§ Passage shown
================================

So by telling it that you were a good swimmer, it started trying to figure out how to actually make you a good swimmer.

Karen Brown:

Exactly.

Drew McLellan:

So I have to think most people don’t ever do any of this. Right. So most people go around working on the 0.008 part of their brain forever, right?

Karen Brown:

Yes.

Drew McLellan:

Why do you think that is? Why do you think? Because this is revolutionary stuff. And it’s all based in science. You’re not just making this up, it’s not all woo woo stuff. It’s scientifically founded. So why do we as a people not know this? And why don’t we use the power of our unconscious mind? Why don’t we all do this?

Karen Brown:

Well, the first reason is that we, not all of us want to be faced with the fact that we’re all capable of more than we think. Honestly, you know those zombies who are going through life and we all know who these are, we know what they look like, they’re sort of going through life and they’re just riding the pleasure train, they’re kind of just riding from one thing to another. And it’s just one short gratification and then a dry spell, and then another short gratification, material things. The trappings of success that I talked about before, very materialistic kind of shallow stuff. Well, those zombies that are walking around, they don’t want to believe that there’s actually more to this life because then they might have to go find it.

================================

§ Rows
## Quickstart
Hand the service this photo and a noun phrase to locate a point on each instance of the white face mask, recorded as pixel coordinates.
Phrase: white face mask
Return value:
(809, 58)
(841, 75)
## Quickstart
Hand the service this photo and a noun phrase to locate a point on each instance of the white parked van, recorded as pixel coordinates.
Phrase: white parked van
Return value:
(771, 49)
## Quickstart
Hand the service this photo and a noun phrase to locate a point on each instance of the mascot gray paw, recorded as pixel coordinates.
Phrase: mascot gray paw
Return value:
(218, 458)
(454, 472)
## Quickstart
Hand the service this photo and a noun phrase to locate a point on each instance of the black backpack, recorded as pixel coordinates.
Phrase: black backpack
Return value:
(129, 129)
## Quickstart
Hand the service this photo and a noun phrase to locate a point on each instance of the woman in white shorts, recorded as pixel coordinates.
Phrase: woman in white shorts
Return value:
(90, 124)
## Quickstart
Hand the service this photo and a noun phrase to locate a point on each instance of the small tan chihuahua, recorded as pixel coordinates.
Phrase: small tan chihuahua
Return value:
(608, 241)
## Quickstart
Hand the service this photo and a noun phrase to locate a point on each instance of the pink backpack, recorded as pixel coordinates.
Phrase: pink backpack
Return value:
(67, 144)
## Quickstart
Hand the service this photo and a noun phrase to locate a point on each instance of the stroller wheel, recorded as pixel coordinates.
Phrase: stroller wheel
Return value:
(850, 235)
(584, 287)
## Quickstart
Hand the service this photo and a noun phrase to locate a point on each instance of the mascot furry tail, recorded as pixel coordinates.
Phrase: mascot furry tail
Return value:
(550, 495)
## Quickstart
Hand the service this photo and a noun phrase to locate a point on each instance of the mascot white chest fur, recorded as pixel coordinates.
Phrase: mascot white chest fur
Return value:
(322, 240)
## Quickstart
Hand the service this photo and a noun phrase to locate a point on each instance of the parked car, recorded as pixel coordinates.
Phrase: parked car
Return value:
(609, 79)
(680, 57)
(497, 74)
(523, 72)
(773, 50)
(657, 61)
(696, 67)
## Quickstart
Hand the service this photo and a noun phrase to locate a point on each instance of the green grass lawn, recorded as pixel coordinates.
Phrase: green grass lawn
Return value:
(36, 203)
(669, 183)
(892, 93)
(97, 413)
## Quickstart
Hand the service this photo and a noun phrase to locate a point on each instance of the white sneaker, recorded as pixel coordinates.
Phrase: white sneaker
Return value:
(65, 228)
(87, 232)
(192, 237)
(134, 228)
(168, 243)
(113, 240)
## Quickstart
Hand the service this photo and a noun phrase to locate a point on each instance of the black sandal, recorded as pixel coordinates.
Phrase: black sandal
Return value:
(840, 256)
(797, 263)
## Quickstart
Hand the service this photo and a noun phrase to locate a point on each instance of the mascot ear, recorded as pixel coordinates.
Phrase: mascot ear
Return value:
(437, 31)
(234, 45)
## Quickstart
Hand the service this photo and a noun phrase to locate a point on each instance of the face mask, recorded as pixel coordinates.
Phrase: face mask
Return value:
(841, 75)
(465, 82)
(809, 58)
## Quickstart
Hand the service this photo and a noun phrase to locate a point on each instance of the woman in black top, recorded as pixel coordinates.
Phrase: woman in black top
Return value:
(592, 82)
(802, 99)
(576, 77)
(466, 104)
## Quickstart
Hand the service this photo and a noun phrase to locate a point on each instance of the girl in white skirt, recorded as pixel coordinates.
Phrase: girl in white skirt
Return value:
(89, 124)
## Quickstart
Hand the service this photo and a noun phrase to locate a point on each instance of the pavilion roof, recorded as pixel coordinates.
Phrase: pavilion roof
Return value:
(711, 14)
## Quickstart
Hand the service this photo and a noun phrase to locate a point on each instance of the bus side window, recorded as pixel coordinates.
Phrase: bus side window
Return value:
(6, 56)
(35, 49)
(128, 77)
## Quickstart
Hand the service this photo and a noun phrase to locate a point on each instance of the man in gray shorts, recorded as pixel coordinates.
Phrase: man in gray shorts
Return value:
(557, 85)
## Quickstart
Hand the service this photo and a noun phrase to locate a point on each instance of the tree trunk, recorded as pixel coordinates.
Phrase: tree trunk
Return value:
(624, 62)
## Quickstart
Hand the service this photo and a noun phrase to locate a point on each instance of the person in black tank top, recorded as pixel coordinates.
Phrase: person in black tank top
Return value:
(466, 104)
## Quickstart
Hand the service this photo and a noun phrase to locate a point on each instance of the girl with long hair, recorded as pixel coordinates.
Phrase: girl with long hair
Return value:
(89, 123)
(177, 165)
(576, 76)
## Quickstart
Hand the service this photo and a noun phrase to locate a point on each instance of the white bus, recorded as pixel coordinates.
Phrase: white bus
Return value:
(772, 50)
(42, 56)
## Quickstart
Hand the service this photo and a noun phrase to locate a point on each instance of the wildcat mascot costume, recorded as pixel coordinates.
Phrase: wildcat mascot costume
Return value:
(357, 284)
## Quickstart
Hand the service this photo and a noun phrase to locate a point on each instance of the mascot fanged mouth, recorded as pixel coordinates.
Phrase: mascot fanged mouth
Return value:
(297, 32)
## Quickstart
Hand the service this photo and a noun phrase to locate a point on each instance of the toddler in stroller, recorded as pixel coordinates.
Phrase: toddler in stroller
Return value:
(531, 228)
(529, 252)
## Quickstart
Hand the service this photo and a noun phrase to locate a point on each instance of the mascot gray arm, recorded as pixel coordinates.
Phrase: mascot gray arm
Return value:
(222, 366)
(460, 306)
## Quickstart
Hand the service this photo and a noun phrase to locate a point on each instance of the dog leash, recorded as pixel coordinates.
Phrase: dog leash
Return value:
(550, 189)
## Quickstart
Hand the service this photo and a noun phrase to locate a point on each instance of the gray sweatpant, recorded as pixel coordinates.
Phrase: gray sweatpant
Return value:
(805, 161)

================================

§ Stated problem A
In the interview, list every sentence ending in a question mark within the paragraph that begins "Why do you think that is?"
§ Stated problem B
According to Drew McLellan in the interview, which part of their brain do most people go around working on forever?
§ Stated problem C
Resume the interview after its final sentence, carrying on Karen Brown's answer about why people don't use the power of their unconscious mind.

§ Final answer A
Why do you think that is?
Why do you think?
So why do we as a people not know this?
And why don't we use the power of our unconscious mind?
Why don't we all do this?

§ Final answer B
The 0.008 part of their brain.

§ Final answer C
Drew McLellan:

Got it.

Karen Brown:

They might have to figure out how to find it. And a lot of folks just don’t want to deal with that. They are the folks that are asking those questions and do have that nagging feeling inside like I did, of, okay, well, isn’t there more to it than this?

Drew McLellan:

What if I could do that?

Karen Brown:

Exactly. What if I can do that? What am I really capable of? Those are the folks that will do this. And I have to say, I’m seeing this growing a little bit now. Whereas 10 years ago, 20 years ago, oh, my gosh, nobody talked about this kind of stuff. So it’s becoming less of a secret now, even with the movie a few years ago called The Secret, that sort of started it. But it didn’t do a very good job of explaining the specific ways that your unconscious and conscious mind work together or are in conflict and what to do about it to bring out your true capability.

Drew McLellan:

Well, and I think that movie and the book, they didn’t really talk about the science part of it, so it did feel a little new age and woo woo like. So I think the premise, I think you’re right is in alignment, but they just didn’t drill deep enough for people. I think a lot, most business owners are pretty logical people. They want data, they’re used to sort of making big decisions, as you said, so I think they need something, they needed to be rooted in something real to really be able to wrap their arms around it and say, “Okay, I can do this or I can buy this or I can explore this.”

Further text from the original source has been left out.